Exercise passage >>
★ ★ ★ ★ ★
This seems to be an interesting article regarding artificial sweeteners toxicity
There are a few things about this paper that make me suspicious. The first is the level of the test sweetener required to get any response, see Table 1. The quantities are listed in (mg/mL) which if you don’t think about it, sounds like small amounts. But in fact it is exactly equivalent to g/L (grams per liter). If you put one gram of sucralose in on liter of pre-mixed Huel, you would not be able to swallow any; it would be horrendously, undrinkably sweet. (Sucralose is >300x as sweet as sugar, so imagine putting 300g of sugar into a liter of drink.)
In other words, the concentrations tested, even at 1mg/mL, is for most of the tested sweeteners, far far higher than would ever appear in a mixed shake. And that’s before the shake is consumed, processed by stomach acids, and moves into the gut.
Second, there’s the effects. Some sweeteners caused the bacteria to fluoresce. Some inhibited fluorescence (damn that’s a hard word to spell). What’s that supposed to indicate? The authors seem to think that any detectable effect is meaningful. But if these little GMO bacteria are supposed to fluoresce in the presence of toxins, what does not fluorescing really mean? Negative toxicity?
★ ★ ★ ★ ★
Extracted information >>

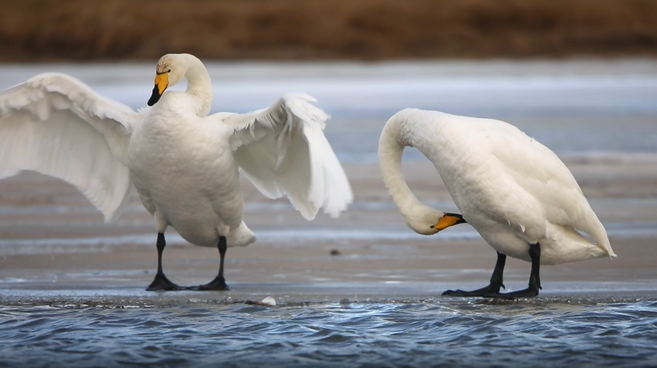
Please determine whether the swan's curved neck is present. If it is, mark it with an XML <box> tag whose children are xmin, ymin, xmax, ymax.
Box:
<box><xmin>378</xmin><ymin>112</ymin><xmax>425</xmax><ymax>221</ymax></box>
<box><xmin>185</xmin><ymin>55</ymin><xmax>212</xmax><ymax>117</ymax></box>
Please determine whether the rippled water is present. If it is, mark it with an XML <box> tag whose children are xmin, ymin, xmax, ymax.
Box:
<box><xmin>0</xmin><ymin>299</ymin><xmax>657</xmax><ymax>367</ymax></box>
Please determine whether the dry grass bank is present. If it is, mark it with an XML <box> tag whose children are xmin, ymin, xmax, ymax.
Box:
<box><xmin>0</xmin><ymin>0</ymin><xmax>657</xmax><ymax>61</ymax></box>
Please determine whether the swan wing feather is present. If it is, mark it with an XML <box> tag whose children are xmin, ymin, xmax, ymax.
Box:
<box><xmin>223</xmin><ymin>93</ymin><xmax>353</xmax><ymax>220</ymax></box>
<box><xmin>482</xmin><ymin>119</ymin><xmax>614</xmax><ymax>255</ymax></box>
<box><xmin>0</xmin><ymin>73</ymin><xmax>138</xmax><ymax>222</ymax></box>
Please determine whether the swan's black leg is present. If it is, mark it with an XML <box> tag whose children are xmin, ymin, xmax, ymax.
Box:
<box><xmin>198</xmin><ymin>236</ymin><xmax>229</xmax><ymax>290</ymax></box>
<box><xmin>443</xmin><ymin>252</ymin><xmax>506</xmax><ymax>296</ymax></box>
<box><xmin>487</xmin><ymin>243</ymin><xmax>541</xmax><ymax>299</ymax></box>
<box><xmin>146</xmin><ymin>233</ymin><xmax>181</xmax><ymax>291</ymax></box>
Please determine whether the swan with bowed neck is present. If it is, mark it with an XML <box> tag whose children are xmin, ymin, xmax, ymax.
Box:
<box><xmin>0</xmin><ymin>54</ymin><xmax>353</xmax><ymax>290</ymax></box>
<box><xmin>378</xmin><ymin>109</ymin><xmax>616</xmax><ymax>298</ymax></box>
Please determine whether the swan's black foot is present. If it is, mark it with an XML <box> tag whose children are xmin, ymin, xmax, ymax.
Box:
<box><xmin>197</xmin><ymin>276</ymin><xmax>230</xmax><ymax>290</ymax></box>
<box><xmin>443</xmin><ymin>284</ymin><xmax>504</xmax><ymax>297</ymax></box>
<box><xmin>146</xmin><ymin>273</ymin><xmax>183</xmax><ymax>291</ymax></box>
<box><xmin>483</xmin><ymin>287</ymin><xmax>540</xmax><ymax>299</ymax></box>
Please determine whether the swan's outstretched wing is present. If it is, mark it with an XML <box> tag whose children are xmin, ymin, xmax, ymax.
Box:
<box><xmin>0</xmin><ymin>73</ymin><xmax>139</xmax><ymax>221</ymax></box>
<box><xmin>223</xmin><ymin>94</ymin><xmax>353</xmax><ymax>220</ymax></box>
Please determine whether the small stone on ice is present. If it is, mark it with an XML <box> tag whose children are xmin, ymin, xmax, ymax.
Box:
<box><xmin>260</xmin><ymin>296</ymin><xmax>276</xmax><ymax>305</ymax></box>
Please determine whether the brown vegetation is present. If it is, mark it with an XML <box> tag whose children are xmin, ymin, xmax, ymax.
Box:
<box><xmin>0</xmin><ymin>0</ymin><xmax>657</xmax><ymax>61</ymax></box>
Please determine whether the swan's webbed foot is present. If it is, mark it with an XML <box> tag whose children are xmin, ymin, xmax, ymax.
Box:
<box><xmin>194</xmin><ymin>236</ymin><xmax>230</xmax><ymax>290</ymax></box>
<box><xmin>483</xmin><ymin>287</ymin><xmax>539</xmax><ymax>299</ymax></box>
<box><xmin>485</xmin><ymin>243</ymin><xmax>542</xmax><ymax>299</ymax></box>
<box><xmin>442</xmin><ymin>284</ymin><xmax>505</xmax><ymax>297</ymax></box>
<box><xmin>196</xmin><ymin>276</ymin><xmax>230</xmax><ymax>291</ymax></box>
<box><xmin>146</xmin><ymin>272</ymin><xmax>183</xmax><ymax>291</ymax></box>
<box><xmin>443</xmin><ymin>252</ymin><xmax>506</xmax><ymax>297</ymax></box>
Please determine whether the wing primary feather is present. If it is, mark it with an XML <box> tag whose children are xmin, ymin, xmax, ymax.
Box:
<box><xmin>222</xmin><ymin>93</ymin><xmax>353</xmax><ymax>220</ymax></box>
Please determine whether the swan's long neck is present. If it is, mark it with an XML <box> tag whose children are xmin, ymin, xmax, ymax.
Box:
<box><xmin>185</xmin><ymin>55</ymin><xmax>212</xmax><ymax>117</ymax></box>
<box><xmin>379</xmin><ymin>110</ymin><xmax>425</xmax><ymax>221</ymax></box>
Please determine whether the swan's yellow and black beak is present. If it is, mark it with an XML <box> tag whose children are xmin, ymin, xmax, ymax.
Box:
<box><xmin>148</xmin><ymin>73</ymin><xmax>169</xmax><ymax>106</ymax></box>
<box><xmin>432</xmin><ymin>213</ymin><xmax>466</xmax><ymax>231</ymax></box>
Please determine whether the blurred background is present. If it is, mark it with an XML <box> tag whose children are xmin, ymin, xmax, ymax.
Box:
<box><xmin>0</xmin><ymin>0</ymin><xmax>657</xmax><ymax>62</ymax></box>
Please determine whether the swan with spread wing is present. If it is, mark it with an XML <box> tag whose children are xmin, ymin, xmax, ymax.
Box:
<box><xmin>0</xmin><ymin>54</ymin><xmax>353</xmax><ymax>290</ymax></box>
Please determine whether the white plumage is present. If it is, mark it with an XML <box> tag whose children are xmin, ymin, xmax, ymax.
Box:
<box><xmin>379</xmin><ymin>109</ymin><xmax>615</xmax><ymax>295</ymax></box>
<box><xmin>0</xmin><ymin>54</ymin><xmax>353</xmax><ymax>289</ymax></box>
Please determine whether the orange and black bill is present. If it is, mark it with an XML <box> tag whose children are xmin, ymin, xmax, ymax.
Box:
<box><xmin>148</xmin><ymin>73</ymin><xmax>169</xmax><ymax>106</ymax></box>
<box><xmin>433</xmin><ymin>213</ymin><xmax>466</xmax><ymax>231</ymax></box>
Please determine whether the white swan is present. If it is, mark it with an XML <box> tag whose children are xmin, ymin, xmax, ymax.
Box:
<box><xmin>0</xmin><ymin>54</ymin><xmax>353</xmax><ymax>290</ymax></box>
<box><xmin>378</xmin><ymin>109</ymin><xmax>616</xmax><ymax>298</ymax></box>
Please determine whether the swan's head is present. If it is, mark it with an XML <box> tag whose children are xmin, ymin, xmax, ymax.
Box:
<box><xmin>148</xmin><ymin>54</ymin><xmax>189</xmax><ymax>106</ymax></box>
<box><xmin>404</xmin><ymin>205</ymin><xmax>466</xmax><ymax>235</ymax></box>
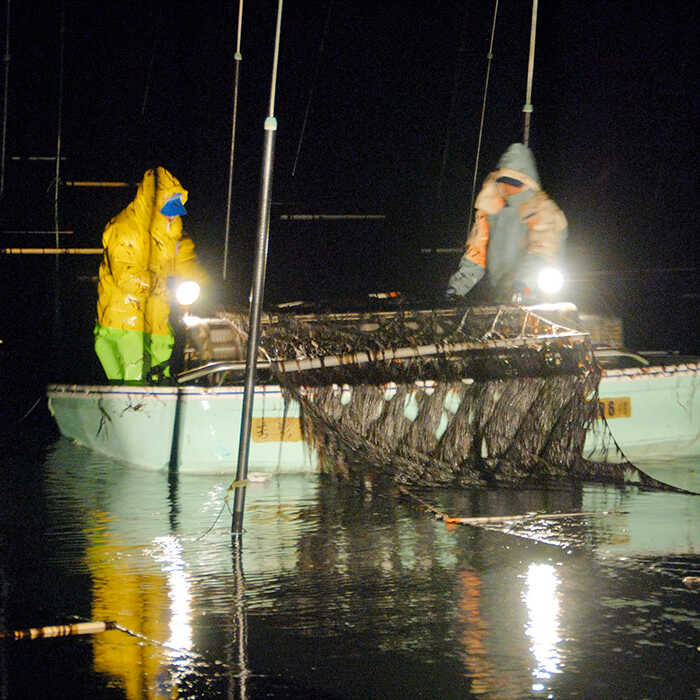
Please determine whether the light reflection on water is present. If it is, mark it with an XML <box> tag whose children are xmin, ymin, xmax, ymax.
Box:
<box><xmin>0</xmin><ymin>440</ymin><xmax>700</xmax><ymax>700</ymax></box>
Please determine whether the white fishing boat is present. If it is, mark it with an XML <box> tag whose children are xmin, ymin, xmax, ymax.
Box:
<box><xmin>47</xmin><ymin>304</ymin><xmax>700</xmax><ymax>474</ymax></box>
★ ★ ★ ★ ★
Actions to take >>
a – Do these statements agree with the sweetener post? Give yes or no for each, quoting the deciding words.
(i) The quantities given in mg/mL equal grams per liter.
(ii) Sucralose is less sweet than sugar.
(iii) Every sweetener tested made the bacteria fluoresce.
b – Answer these questions from the sweetener post.
(i) Which table lists the level of test sweetener needed to get a response?
(ii) Into what drink does the post imagine putting one gram of sucralose?
(iii) What kind of bacteria does the post say are supposed to fluoresce when toxins are present?
Answer from the sweetener post alone, not from the listing.

Solutions to each task >>
a –
(i) Yes: "it is exactly equivalent to g/L (grams per liter)"
(ii) No: "Sucralose is >300x as sweet as sugar"
(iii) No: "Some inhibited fluorescence"

b –
(i) Table 1
(ii) One liter of pre-mixed Huel
(iii) Little GMO bacteria